# Prepare Data

In [73]:
from sklearn.utils import shuffle
import glob
import os
import re
import pprint
import pandas as pd
import unicodedata
import string


ALL_LETTERS = string.ascii_letters + " .,;'"
TRAIN_TEST_RATIO = 0.75
RANDOM_STATE = 10

def unicode_to_ascii(s):
    return ''.join(
        c for c in unicodedata.normalize('NFD', s)
        if unicodedata.category(c) != 'Mn' and c in ALL_LETTERS
    )

def load_surnames():
    df_surnames = pd.DataFrame()
    list_ = []

    for filename in glob.glob('data/names/*.txt'):
        m = re.match(r'(.*)\/(.*?)\.txt', filename)
        category = m.group(2)
        df = pd.read_csv(filename,names=['surname'])
        df['category'] = category
        list_.append(df)
    df_surnames = pd.concat(list_)   
    df_surnames['normalized'] = df_surnames['surname'].apply(lambda x: unicode_to_ascii(x))
    
    series_categories = df_surnames.groupby(['category'])['category'].count()
    df_categories = pd.DataFrame({'category':series_categories.index, 'freq':series_categories.tolist(), 'index':range(0,len(series_categories))})
==============================
*ACTIONS TO TAKE*:
1. In the data-preparation code, what value is TRAIN_TEST_RATIO set to?
2. Transcribe part of the data-preparation code, starting at the words "if unicodedata.category(c) != 'Mn'" and ending after "m = re.match(r'(.*)\/(.*?)\.txt', filename)".

(Stored dataset items)
==============================
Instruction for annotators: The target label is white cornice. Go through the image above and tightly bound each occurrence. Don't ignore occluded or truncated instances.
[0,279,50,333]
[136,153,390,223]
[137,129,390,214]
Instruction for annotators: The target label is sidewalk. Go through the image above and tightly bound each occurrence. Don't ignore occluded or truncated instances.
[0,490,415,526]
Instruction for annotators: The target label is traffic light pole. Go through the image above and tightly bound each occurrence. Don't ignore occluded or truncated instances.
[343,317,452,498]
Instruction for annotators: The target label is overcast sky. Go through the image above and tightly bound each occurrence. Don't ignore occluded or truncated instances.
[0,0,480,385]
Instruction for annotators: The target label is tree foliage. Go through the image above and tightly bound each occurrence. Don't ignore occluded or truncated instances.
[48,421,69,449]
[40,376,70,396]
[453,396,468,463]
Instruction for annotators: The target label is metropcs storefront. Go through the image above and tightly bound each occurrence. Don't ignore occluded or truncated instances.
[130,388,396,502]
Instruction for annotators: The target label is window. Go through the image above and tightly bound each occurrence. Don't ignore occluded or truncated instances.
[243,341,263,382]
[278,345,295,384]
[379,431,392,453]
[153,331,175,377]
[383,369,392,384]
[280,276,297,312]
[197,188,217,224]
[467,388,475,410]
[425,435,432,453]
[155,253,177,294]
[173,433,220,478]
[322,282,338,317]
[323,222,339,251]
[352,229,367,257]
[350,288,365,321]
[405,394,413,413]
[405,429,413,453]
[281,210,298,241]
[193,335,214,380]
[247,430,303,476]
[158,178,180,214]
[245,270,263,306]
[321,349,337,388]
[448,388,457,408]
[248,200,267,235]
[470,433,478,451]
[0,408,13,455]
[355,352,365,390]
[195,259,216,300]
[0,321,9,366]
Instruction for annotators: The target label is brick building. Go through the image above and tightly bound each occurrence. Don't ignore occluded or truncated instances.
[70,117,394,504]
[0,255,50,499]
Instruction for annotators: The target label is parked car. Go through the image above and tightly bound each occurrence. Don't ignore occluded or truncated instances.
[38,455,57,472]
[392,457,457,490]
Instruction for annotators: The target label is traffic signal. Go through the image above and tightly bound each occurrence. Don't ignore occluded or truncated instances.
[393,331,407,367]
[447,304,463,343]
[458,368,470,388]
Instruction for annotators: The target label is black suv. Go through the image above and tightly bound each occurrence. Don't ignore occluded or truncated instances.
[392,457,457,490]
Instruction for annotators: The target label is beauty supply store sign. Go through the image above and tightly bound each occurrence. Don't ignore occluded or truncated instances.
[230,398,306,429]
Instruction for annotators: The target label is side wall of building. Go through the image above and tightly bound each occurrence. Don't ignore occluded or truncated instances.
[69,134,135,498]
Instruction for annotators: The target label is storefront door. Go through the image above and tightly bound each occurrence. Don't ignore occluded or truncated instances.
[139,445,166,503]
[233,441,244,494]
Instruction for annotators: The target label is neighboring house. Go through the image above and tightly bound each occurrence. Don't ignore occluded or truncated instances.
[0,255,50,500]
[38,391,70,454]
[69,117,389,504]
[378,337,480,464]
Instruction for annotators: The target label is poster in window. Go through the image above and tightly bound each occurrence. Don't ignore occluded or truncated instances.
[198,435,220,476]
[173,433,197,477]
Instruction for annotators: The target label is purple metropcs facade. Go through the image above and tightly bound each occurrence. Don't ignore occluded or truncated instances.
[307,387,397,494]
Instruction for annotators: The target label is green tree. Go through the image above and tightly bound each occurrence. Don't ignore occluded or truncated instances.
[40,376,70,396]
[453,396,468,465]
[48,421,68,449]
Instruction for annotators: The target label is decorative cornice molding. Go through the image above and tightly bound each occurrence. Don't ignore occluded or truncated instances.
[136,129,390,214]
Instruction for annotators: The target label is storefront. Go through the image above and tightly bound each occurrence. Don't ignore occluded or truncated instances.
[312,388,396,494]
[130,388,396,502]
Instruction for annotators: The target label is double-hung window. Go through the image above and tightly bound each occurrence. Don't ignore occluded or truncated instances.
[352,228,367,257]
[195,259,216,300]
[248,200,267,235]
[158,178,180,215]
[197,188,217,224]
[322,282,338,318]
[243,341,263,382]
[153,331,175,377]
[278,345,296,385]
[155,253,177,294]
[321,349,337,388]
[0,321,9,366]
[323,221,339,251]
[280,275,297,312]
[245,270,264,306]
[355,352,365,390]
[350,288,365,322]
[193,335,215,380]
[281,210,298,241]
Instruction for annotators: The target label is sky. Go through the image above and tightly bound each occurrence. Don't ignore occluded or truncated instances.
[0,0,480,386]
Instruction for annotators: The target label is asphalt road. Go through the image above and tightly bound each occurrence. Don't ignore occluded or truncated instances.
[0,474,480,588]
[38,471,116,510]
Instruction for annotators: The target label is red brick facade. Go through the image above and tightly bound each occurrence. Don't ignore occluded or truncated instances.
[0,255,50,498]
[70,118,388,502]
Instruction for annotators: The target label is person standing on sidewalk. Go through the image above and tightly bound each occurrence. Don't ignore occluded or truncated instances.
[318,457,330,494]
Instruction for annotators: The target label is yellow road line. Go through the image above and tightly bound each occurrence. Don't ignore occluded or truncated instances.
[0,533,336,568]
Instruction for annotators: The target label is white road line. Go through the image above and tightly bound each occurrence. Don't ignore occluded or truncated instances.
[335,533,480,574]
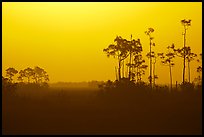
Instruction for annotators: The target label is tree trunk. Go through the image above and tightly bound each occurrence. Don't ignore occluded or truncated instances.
[183,26,186,83]
[149,40,152,89]
[169,64,172,91]
[118,60,121,81]
[188,61,191,83]
[153,63,155,86]
[129,51,132,80]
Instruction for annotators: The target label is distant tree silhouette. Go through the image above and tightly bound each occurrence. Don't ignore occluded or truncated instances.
[186,47,197,83]
[103,35,142,81]
[23,67,34,83]
[17,70,25,82]
[146,51,158,86]
[134,53,148,82]
[145,28,155,88]
[181,19,191,83]
[6,68,18,83]
[194,53,202,85]
[126,35,142,80]
[103,36,128,80]
[158,44,175,90]
[32,66,49,84]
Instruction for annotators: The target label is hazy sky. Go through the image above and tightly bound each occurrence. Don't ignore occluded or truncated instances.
[2,2,202,83]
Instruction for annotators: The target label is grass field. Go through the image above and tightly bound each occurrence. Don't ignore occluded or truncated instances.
[2,84,202,135]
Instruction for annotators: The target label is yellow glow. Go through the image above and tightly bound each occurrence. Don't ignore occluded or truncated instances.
[2,2,202,83]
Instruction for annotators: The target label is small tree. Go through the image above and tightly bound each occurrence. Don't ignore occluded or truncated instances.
[157,44,175,90]
[134,53,148,82]
[186,47,197,83]
[6,68,18,83]
[22,67,34,83]
[33,66,49,84]
[18,70,25,82]
[181,19,191,84]
[145,28,155,88]
[103,36,128,80]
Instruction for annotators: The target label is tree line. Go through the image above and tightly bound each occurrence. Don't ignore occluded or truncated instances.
[2,66,49,84]
[103,19,202,89]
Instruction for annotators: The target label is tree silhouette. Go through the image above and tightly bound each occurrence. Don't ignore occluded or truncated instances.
[134,53,148,82]
[32,66,49,84]
[181,19,191,83]
[23,67,34,83]
[126,35,142,80]
[146,50,158,86]
[6,68,18,83]
[145,28,155,88]
[103,36,131,80]
[18,70,25,82]
[195,53,202,85]
[186,47,197,83]
[157,44,175,90]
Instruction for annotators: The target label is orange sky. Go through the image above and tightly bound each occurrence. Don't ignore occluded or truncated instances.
[2,2,202,83]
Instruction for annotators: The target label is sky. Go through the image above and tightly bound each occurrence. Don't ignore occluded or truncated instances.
[2,2,202,84]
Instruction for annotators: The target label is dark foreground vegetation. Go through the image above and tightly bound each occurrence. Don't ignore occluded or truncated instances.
[2,81,202,134]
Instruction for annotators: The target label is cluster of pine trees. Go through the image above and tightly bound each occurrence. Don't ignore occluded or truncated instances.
[103,19,202,89]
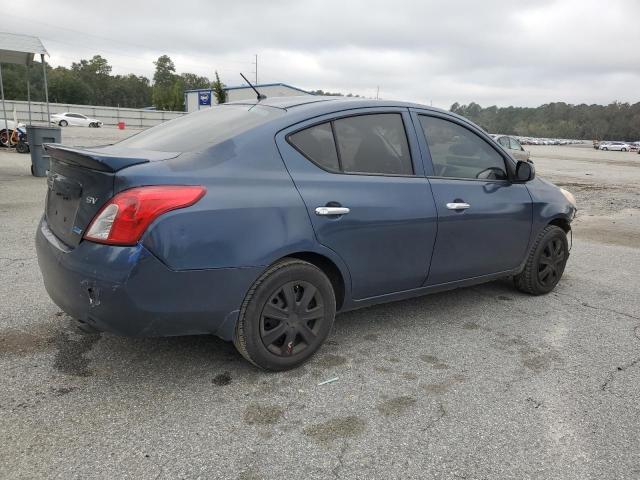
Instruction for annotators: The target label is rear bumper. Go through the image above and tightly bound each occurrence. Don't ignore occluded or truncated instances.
[36,219,262,340]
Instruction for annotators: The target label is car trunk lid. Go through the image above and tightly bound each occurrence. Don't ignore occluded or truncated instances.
[45,144,179,247]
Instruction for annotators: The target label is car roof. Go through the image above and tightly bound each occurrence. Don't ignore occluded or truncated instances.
[222,95,456,122]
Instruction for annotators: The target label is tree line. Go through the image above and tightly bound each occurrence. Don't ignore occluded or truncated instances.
[2,55,640,141]
[2,55,358,111]
[2,55,226,111]
[450,102,640,141]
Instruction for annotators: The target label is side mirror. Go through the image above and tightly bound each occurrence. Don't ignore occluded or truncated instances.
[516,160,536,182]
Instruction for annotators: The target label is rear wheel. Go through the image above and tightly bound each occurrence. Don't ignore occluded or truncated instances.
[234,258,336,370]
[514,225,569,295]
[0,129,13,147]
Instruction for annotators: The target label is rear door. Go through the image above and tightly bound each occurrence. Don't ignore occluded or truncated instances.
[413,111,532,285]
[276,108,436,299]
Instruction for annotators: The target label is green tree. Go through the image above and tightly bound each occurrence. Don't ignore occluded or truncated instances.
[153,55,179,110]
[180,73,211,90]
[211,71,227,103]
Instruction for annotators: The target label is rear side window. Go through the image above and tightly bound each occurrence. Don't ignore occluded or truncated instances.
[334,113,413,175]
[289,113,413,175]
[118,105,284,152]
[289,122,340,171]
[420,115,507,180]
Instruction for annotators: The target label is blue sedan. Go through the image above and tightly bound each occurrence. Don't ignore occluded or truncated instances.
[36,96,576,370]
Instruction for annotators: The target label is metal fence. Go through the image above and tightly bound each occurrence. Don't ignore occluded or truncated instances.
[0,100,186,128]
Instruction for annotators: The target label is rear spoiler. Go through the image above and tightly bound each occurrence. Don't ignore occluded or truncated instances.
[43,143,180,173]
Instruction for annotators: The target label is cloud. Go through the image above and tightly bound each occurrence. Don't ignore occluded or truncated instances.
[10,0,640,107]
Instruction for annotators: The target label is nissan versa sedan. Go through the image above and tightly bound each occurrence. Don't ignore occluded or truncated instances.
[36,97,576,370]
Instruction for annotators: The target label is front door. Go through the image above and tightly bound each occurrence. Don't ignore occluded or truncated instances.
[277,108,437,299]
[414,114,532,285]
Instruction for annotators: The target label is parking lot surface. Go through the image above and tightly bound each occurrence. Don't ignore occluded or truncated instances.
[0,128,640,480]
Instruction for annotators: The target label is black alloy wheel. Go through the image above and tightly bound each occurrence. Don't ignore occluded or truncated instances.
[538,238,567,287]
[513,225,569,295]
[233,258,336,371]
[260,281,324,357]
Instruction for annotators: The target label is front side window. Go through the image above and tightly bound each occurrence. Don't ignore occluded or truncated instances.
[420,115,507,180]
[288,113,413,175]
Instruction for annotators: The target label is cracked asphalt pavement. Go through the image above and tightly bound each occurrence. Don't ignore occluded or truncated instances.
[0,128,640,480]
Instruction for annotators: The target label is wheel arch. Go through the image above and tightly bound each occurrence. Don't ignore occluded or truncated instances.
[278,251,346,311]
[547,217,571,233]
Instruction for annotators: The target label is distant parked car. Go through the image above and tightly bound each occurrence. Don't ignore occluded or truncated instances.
[36,96,576,370]
[0,119,24,147]
[494,135,531,162]
[51,112,102,128]
[599,142,631,152]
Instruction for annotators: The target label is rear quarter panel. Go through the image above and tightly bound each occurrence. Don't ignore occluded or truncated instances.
[116,125,348,276]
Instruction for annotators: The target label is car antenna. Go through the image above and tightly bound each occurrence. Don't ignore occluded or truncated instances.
[240,72,267,101]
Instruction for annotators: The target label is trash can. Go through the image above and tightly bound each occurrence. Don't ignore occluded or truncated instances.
[27,125,62,177]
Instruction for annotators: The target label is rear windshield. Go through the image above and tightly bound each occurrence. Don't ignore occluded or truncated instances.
[118,105,284,152]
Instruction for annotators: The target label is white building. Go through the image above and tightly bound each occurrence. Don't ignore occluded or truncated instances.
[184,83,311,112]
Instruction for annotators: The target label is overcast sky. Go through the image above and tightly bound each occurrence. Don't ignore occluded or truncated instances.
[8,0,640,108]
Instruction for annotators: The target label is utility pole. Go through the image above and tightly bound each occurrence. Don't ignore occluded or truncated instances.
[252,53,258,85]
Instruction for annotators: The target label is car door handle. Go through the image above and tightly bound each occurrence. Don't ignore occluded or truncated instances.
[316,207,351,216]
[447,202,471,210]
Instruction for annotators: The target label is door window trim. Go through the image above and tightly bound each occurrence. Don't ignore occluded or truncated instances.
[411,108,516,184]
[284,108,422,178]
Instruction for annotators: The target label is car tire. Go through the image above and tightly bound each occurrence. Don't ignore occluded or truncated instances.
[234,258,336,371]
[513,225,569,295]
[0,128,13,147]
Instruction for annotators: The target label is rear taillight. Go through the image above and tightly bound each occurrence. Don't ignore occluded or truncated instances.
[84,185,206,245]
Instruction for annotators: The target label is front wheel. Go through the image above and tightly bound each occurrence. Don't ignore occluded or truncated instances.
[0,129,13,147]
[514,225,569,295]
[234,258,336,370]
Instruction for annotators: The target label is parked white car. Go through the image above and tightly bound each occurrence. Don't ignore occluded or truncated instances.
[0,118,24,147]
[599,142,631,152]
[51,112,102,128]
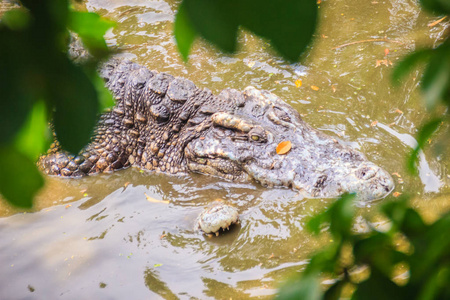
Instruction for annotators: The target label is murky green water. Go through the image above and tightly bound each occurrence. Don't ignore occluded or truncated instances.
[0,0,450,299]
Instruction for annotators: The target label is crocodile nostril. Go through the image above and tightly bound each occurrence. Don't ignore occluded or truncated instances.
[355,167,377,180]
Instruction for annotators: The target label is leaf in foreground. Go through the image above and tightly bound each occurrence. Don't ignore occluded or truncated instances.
[0,147,44,208]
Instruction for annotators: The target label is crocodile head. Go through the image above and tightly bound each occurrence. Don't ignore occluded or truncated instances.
[185,87,394,200]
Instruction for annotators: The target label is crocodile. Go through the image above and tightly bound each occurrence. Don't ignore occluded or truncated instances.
[38,58,394,200]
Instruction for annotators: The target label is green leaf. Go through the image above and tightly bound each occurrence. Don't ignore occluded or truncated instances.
[88,69,115,111]
[352,268,402,300]
[275,273,322,300]
[174,2,197,62]
[182,0,239,53]
[0,147,44,208]
[422,49,450,110]
[68,11,115,58]
[0,30,38,145]
[177,0,317,62]
[306,210,330,235]
[15,101,51,161]
[323,280,346,300]
[420,0,450,15]
[0,8,31,30]
[407,118,443,174]
[353,232,407,276]
[51,59,99,154]
[236,0,318,62]
[392,49,433,85]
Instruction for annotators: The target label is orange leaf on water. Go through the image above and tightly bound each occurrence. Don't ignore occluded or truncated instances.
[277,141,292,155]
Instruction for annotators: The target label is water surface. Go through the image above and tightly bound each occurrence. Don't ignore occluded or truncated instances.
[0,0,450,299]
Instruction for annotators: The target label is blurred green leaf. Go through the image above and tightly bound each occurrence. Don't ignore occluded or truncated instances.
[177,0,317,62]
[88,70,115,111]
[0,8,31,31]
[410,213,450,283]
[351,269,402,300]
[421,50,450,110]
[0,28,34,145]
[174,2,197,62]
[420,0,450,15]
[14,101,52,161]
[353,232,407,277]
[0,147,44,208]
[323,280,346,300]
[236,0,318,62]
[276,273,322,300]
[51,58,99,154]
[182,0,240,53]
[306,194,356,238]
[407,118,443,174]
[68,11,115,58]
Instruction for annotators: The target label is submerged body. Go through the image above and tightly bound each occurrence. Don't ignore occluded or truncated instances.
[39,59,394,200]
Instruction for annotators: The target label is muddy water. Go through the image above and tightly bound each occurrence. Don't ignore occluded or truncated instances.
[0,0,450,299]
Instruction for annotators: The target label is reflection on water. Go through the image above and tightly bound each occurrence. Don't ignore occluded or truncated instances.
[0,0,450,299]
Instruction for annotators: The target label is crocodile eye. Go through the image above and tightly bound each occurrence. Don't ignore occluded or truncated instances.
[274,107,291,122]
[248,126,267,143]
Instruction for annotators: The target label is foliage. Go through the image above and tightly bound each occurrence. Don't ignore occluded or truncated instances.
[392,0,450,172]
[278,195,450,300]
[174,0,317,62]
[0,0,113,207]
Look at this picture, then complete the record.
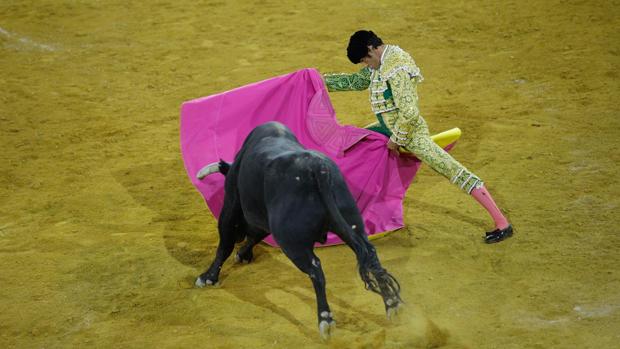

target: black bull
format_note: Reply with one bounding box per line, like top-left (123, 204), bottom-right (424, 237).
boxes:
top-left (196, 122), bottom-right (402, 338)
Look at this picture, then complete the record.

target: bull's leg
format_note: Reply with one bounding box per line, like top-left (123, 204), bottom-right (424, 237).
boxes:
top-left (235, 229), bottom-right (269, 263)
top-left (195, 197), bottom-right (244, 287)
top-left (360, 242), bottom-right (402, 319)
top-left (282, 246), bottom-right (336, 340)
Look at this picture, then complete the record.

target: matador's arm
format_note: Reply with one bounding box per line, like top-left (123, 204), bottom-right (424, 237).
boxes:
top-left (323, 67), bottom-right (370, 92)
top-left (388, 70), bottom-right (420, 146)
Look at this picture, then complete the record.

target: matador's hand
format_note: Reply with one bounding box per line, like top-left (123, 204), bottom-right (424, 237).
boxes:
top-left (387, 139), bottom-right (399, 155)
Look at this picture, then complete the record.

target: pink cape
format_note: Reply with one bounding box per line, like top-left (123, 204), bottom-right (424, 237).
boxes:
top-left (181, 69), bottom-right (446, 246)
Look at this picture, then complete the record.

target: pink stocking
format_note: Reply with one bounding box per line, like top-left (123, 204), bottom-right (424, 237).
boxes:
top-left (471, 186), bottom-right (509, 229)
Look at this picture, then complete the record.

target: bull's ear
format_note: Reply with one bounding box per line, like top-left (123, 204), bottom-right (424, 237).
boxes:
top-left (196, 162), bottom-right (220, 180)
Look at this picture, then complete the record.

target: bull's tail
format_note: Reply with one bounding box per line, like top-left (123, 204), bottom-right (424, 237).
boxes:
top-left (313, 159), bottom-right (402, 308)
top-left (196, 159), bottom-right (230, 180)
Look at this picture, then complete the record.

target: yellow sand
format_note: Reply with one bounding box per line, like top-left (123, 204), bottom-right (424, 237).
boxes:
top-left (0, 0), bottom-right (620, 349)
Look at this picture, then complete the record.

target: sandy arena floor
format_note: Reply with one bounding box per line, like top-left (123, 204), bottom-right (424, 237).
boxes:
top-left (0, 0), bottom-right (620, 349)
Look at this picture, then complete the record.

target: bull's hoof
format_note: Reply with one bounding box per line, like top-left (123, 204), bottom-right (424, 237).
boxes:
top-left (319, 311), bottom-right (336, 341)
top-left (319, 320), bottom-right (336, 341)
top-left (385, 298), bottom-right (402, 320)
top-left (235, 253), bottom-right (252, 264)
top-left (194, 277), bottom-right (219, 288)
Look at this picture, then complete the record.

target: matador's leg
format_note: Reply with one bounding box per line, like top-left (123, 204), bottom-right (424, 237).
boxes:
top-left (406, 118), bottom-right (512, 243)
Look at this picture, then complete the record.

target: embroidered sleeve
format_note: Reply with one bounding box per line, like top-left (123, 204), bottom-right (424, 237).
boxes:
top-left (388, 70), bottom-right (420, 146)
top-left (323, 68), bottom-right (370, 92)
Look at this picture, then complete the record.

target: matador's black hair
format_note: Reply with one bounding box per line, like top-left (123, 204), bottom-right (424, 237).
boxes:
top-left (347, 30), bottom-right (383, 64)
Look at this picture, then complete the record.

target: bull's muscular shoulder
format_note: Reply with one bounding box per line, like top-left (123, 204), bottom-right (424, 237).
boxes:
top-left (379, 45), bottom-right (424, 82)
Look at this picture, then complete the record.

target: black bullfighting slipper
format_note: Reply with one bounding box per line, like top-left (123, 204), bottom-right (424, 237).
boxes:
top-left (484, 224), bottom-right (512, 244)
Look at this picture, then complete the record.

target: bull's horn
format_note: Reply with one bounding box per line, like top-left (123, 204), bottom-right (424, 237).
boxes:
top-left (196, 162), bottom-right (220, 179)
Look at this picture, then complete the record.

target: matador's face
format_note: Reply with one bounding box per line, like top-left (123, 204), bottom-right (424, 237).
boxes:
top-left (361, 46), bottom-right (383, 69)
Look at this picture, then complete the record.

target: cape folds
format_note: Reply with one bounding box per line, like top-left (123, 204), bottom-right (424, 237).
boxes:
top-left (180, 69), bottom-right (421, 246)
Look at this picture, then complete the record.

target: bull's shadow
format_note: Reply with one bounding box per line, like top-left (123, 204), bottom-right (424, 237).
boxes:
top-left (113, 159), bottom-right (398, 340)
==============================
*EXPECTED OUTPUTS*:
1. 0.75

2.
if unicodedata.category(c) != 'Mn' and c in ALL_LETTERS
    )

def load_surnames():
    df_surnames = pd.DataFrame()
    list_ = []

    for filename in glob.glob('data/names/*.txt'):
        m = re.match(r'(.*)\/(.*?)\.txt', filename)